**TRECHO APRESENTADO**:

%%

O passo dado pela oposição turva as águas de uma institucionalidade em que se sobrepõem poderes ― agora todos com algum grau de defeito de origem ― em meio à deriva autoritária e a profunda crise humanitária que vive o país. Até este ano, a Assembleia Nacional controlada pela oposição era o único poder público reconhecido internacionalmente e eleito em eleições razoavelmente competitivas. A legitimidade do interinato de Guaidó tem duas bases: esse Parlamento, que chegaria ao seu fim em duas semanas como diz a Constituição, e a reeleição de Maduro por mais seis anos nas eleições de maio de 2018, que foram vistas como fraudulentas e rejeitadas pela comunidade internacional.

Em 2017, Maduro criou um Parlamento paralelo, a chamada Assembleia Nacional Constituinte, para boicotar a câmara que lhe era contrária. Dominada pelo chavismo, a Assembleia Nacional Constituinte se propôs, sem conseguir, substituir o Parlamento eleito em 2015 para dar aval, por exemplo, a contratos com parceiros internacionais em um momento de asfixia econômica. O Supremo, a Promotoria e o órgão eleitoral são controlados pelo chavismo há mais de uma década.

Agora, após as eleições do começo deste mês, Maduro vira a página desses cinco anos de disputa e toma o controle de todas as intuições, ainda com o repúdio internacional que nubla o processo e as acusações de crimes de lesa humanidade feitos pelas Nações Unidas e a Promotoria da Corte Penal Internacional. Enquanto isso, Guaidó ensaia um acréscimo com esta reforma.

%%

**DADOS FORNECIDOS**:

%%

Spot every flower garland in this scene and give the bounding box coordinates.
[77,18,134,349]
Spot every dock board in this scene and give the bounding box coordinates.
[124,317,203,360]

%%

**EXERCÍCIO**: Reescreva a parte do trecho apresentado que vai de "Em 2017, Maduro" a "de uma década.", trocando "chavismo" por "governo".

**SOLUÇÃO**:
Em 2017, Maduro criou um Parlamento paralelo, a chamada Assembleia Nacional Constituinte, para boicotar a câmara que lhe era contrária. Dominada pelo governo, a Assembleia Nacional Constituinte se propôs, sem conseguir, substituir o Parlamento eleito em 2015 para dar aval, por exemplo, a contratos com parceiros internacionais em um momento de asfixia econômica. O Supremo, a Promotoria e o órgão eleitoral são controlados pelo governo há mais de uma década.